[Source passage]
------------------------------

Checkpoint Inhibitor-Linked Mononeuritis Multiplex in Patient With Mesothelioma

Micrograph of peritoneal Mesothelioma. Mesothelioma is a rare, aggressive form of cancer that primarily develops in the lining of the lungs (pleural mesothelioma) or the abdomen (peritoneal mesothelioma). Caused by asbestos, mesothelioma has no known cure and has a poor prognosis. Generally, the earlier mesothelioma is diagnosed, the better prognosis a patient has.
A 61 year old woman with pleural mesothelioma developed pembrolizumab-associated CD8+ vasculitic mononeuritic multiplex.

A 61 year old woman with pleural mesothelioma developed pembrolizumab-associated CD8+ vasculitic mononeuritic multiplex, according to a case report published in Neurology, Neuroimmunology & Neuroinflammation.

While the introduction of immune checkpoint inhibitors has revolutionized cancer care, the inhibition of T-cell activation may also be associated with immune-related adverse effects. There is a single report on immune checkpoint inhibitor-associated vasculitic peripheral neuropathy. The current report describes a histologically proven pembrolizumab-associated sensorimotor nonsystemic vasculitis mononeuritis multiplex in a patient with malignant mesothelioma.

The patient initially received carboplatin/pemetrexed treatment. Pembrolizumab was initiated later as maintenance therapy, but was discontinued after a year due to suspected immune checkpoint inhibitor-related colitis. However, pembrolizumab was reinstated following disease progression and was used until multiple cutaneous petechiae developed. A skin biopsy indicated evidence for small vessel vasculitis suspected to be secondary to the immunotherapy.

After 2 weeks, subacute neurologic symptoms were reported, as the patient developed bilateral foot drop syndrome, paresis in the right ulnar nerve distribution, and hypoesthesia/allodynia of the feet, the right hand, and the left thumb. Motor nerve conduction studies indicated severe axonal damage in the right median and ulnar nerves and both peroneal and tibial nerves.

------------------------------

[Task requirements]
[a] Can you extract the part of the article on the mesothelioma patient starting at "Checkpoint Inhibitor-Linked Mononeuritis" and ending at "vasculitic mononeuritic multiplex."?
[b] Would you carry on writing the article on the mesothelioma patient from its final sentence?

[Supplied data]

------------------------------

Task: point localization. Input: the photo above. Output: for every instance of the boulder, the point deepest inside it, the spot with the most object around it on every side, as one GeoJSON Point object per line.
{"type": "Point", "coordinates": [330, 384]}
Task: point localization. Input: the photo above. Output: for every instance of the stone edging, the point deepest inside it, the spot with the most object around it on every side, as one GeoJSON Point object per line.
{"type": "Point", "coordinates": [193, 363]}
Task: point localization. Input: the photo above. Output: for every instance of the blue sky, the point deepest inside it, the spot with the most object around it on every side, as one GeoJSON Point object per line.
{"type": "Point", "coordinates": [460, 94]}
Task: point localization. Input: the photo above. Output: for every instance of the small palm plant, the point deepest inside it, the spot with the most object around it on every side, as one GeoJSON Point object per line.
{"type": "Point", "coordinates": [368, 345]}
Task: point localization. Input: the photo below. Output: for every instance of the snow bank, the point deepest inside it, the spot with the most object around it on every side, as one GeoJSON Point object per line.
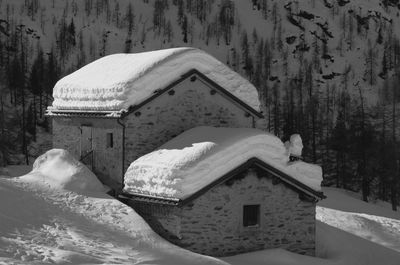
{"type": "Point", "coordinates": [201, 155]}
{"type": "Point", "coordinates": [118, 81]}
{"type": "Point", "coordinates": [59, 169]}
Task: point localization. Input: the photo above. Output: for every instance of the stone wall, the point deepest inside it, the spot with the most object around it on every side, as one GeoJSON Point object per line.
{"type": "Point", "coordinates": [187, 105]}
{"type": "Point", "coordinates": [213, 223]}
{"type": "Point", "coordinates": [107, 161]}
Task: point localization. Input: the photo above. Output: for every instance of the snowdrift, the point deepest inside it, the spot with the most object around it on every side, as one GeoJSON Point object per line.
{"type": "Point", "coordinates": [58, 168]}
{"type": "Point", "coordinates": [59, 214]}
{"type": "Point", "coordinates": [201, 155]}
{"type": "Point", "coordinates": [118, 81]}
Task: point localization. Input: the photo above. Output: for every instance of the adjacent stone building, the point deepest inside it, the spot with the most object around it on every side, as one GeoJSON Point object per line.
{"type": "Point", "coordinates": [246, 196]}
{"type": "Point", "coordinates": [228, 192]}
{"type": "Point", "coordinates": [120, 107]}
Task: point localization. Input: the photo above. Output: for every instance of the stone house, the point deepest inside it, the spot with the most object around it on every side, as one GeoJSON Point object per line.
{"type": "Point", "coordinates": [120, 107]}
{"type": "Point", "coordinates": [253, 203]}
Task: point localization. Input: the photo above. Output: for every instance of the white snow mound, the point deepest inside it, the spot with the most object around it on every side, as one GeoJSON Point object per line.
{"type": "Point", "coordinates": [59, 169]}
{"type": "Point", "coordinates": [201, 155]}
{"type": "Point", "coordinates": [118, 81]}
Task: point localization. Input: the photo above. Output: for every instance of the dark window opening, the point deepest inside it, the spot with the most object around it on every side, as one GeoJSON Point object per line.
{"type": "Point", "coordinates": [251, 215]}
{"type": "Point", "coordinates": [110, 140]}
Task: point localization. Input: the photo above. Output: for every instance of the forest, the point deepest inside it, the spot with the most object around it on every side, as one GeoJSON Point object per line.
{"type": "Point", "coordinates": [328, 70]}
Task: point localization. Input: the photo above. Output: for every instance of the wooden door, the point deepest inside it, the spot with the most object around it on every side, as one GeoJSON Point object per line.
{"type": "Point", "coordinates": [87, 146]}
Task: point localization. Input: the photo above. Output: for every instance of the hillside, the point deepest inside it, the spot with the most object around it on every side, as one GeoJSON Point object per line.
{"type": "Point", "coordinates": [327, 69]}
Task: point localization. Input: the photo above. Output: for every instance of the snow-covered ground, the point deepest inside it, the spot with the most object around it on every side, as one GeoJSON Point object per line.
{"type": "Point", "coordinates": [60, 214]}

------------------------------

[Outputs for the tasks]
[a]
Checkpoint Inhibitor-Linked Mononeuritis Multiplex in Patient With Mesothelioma

Micrograph of peritoneal Mesothelioma. Mesothelioma is a rare, aggressive form of cancer that primarily develops in the lining of the lungs (pleural mesothelioma) or the abdomen (peritoneal mesothelioma). Caused by asbestos, mesothelioma has no known cure and has a poor prognosis. Generally, the earlier mesothelioma is diagnosed, the better prognosis a patient has.
A 61 year old woman with pleural mesothelioma developed pembrolizumab-associated CD8+ vasculitic mononeuritic multiplex.

[b]
Nerve ultrasound demonstrated fascicular nerve swelling in both sural and ulnar nerves, suggesting vasculitic neuropathy. Ultrasound-guided biopsy of the sural nerve confirmed small vessel vasculitis with a predominance of CD8+ T cells.

The clinical, electrophysiology, and imaging findings were compatible with a diagnosis of nonsystemic vasculitic mononeuritis multiplex. While the treatment of immunotherapy-associated nonsystemic vasculitic mononeuritis multiplex is not defined, study researchers initiated treatment with high dose methylprednisolone, followed by cyclophosphamide.

 Due to persistent severe allodynia, treatment with pregabaline, amitriptylin, and methadone was attempted and showed moderate efficacy.

“Careful evaluation and reporting of rare side effects broaden the knowledge and understanding of the complex immune network and the pathogenesis of neurologic ICI [immune checkpoint inhibitor]-related side effects.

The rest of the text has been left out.